● **Text excerpt**
Sure sounds good. Unfortunately, I think a pure democracy is as unlikely as a pure anarchy. In theory it would be utopia, but in practice people tend to wind up trying to bend their neighbors to their will. When you hear about people in jail because they didn't mow soon enough to suit the people with homes nearby, it makes you wonder if we can get there. That said, well, the represenative system promises cooler heads in the middle, but usually produces corporate shills instead.

Perfection probably isn't possible. I think history teaches us that while we still followed our Constitution this nation came about as close as any, ever.


I understand the Constitutional protections built into our government by the founding fathers, but all it took to defeat them was a power structure that was willing to ignore the Constitution and a people that was willing to let them get away with it.

Yeah, that. So, do we throw the baby out with the bathwater? Or do we try to find a way to ensure we stick to the letter of the document? Because I'd rather live in a Constitutional U.S. than in an Athens where some slick talker can convince 51% of the city that the only cure for me is a nice, tall glass of hemlock...

PaulaGem
05-22-2009, 07:10 AM
Sure sounds good. Unfortunately, I think a pure democracy is as unlikely as a pure anarchy. In theory it would be utopia, but in practice people tend to wind up trying to bend their neighbors to their will. When you hear about people in jail because they didn't mow soon enough to suit the people with homes nearby, it makes you wonder if we can get there. That said, well, the represenative system promises cooler heads in the middle, but usually produces corporate shills instead.

Perfection probably isn't possible. I think history teaches us that while we still followed our Constitution this nation came about as close as any, ever.



Yeah, that. So, do we throw the baby out with the bathwater? Or do we try to find a way to ensure we stick to the letter of the document? Because I'd rather live in a Constitutional U.S. than in an Athens where some slick talker can convince 51% of the city that the only cure for me is a nice, tall glass of hemlock...

The answers always lie somewhere in the middle, don't they?

Perhaps will take idealists and more practically oriented people working togehter to come up with the answer.

My personal perception is that the problem is rooted at the local level. More pride, more education, more responsibility is something that would be required to make more democracy work.

Realizing how we are getting screwed by the guys at the top might make people angry enough to go there... I don't know.

What I do know is that change in opposition to the current power base in D.C. is really rowing upstream. It is going to take a very large grassroots movement to get enough oars in the water to get anywhere at all. That movement will have to be inclusive and it will have to have a strong local base. It will also have to attack local and state political issues in order to fix the problems at the Federal level. I percieve that to be a move toward local democracy.

The hemlock thing is silly. No theory of government will work without a responsible constituency. The old "people get the government they deserve" thing.

I didn't say anything about throwing out the Constitution either, I said it won't work with the current government and the current apathy of the people.

acptulsa
05-22-2009, 07:23 AM
What I do know is that change in opposition to the current power base in D.C. is really rowing upstream. It is going to take a very large grassroots movement to get enough oars in the water to get anywhere at all. That movement will have to be inclusive and it will have to have a strong local base. It will also have to attack local and state political issues in order to fix the problems at the Federal level. I percieve that to be a move toward local democracy.

● **Required work**
[A] In the forum thread, write out the passage that begins at the words "My personal perception" and stops after "I don't know.".
[B] According to the forum thread, why is a pure democracy unlikely to work in practice? Answer in one to three sentences.
Answer from the forum thread alone.

● **Entries provided**
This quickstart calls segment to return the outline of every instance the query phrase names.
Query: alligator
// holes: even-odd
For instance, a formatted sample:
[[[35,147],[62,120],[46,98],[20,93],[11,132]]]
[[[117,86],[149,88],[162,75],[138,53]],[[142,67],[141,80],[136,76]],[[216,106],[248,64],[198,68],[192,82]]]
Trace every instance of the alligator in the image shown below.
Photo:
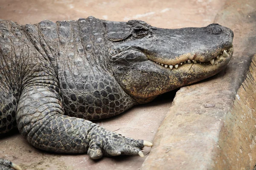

● **Task solutions**
[A]
My personal perception is that the problem is rooted at the local level. More pride, more education, more responsibility is something that would be required to make more democracy work.

Realizing how we are getting screwed by the guys at the top might make people angry enough to go there... I don't know.

[B] A pure democracy might be utopia in theory, but in practice people tend to end up trying to bend their neighbors to their will. As an example, the forum thread mentions people jailed because they didn't mow soon enough to suit the people with homes nearby.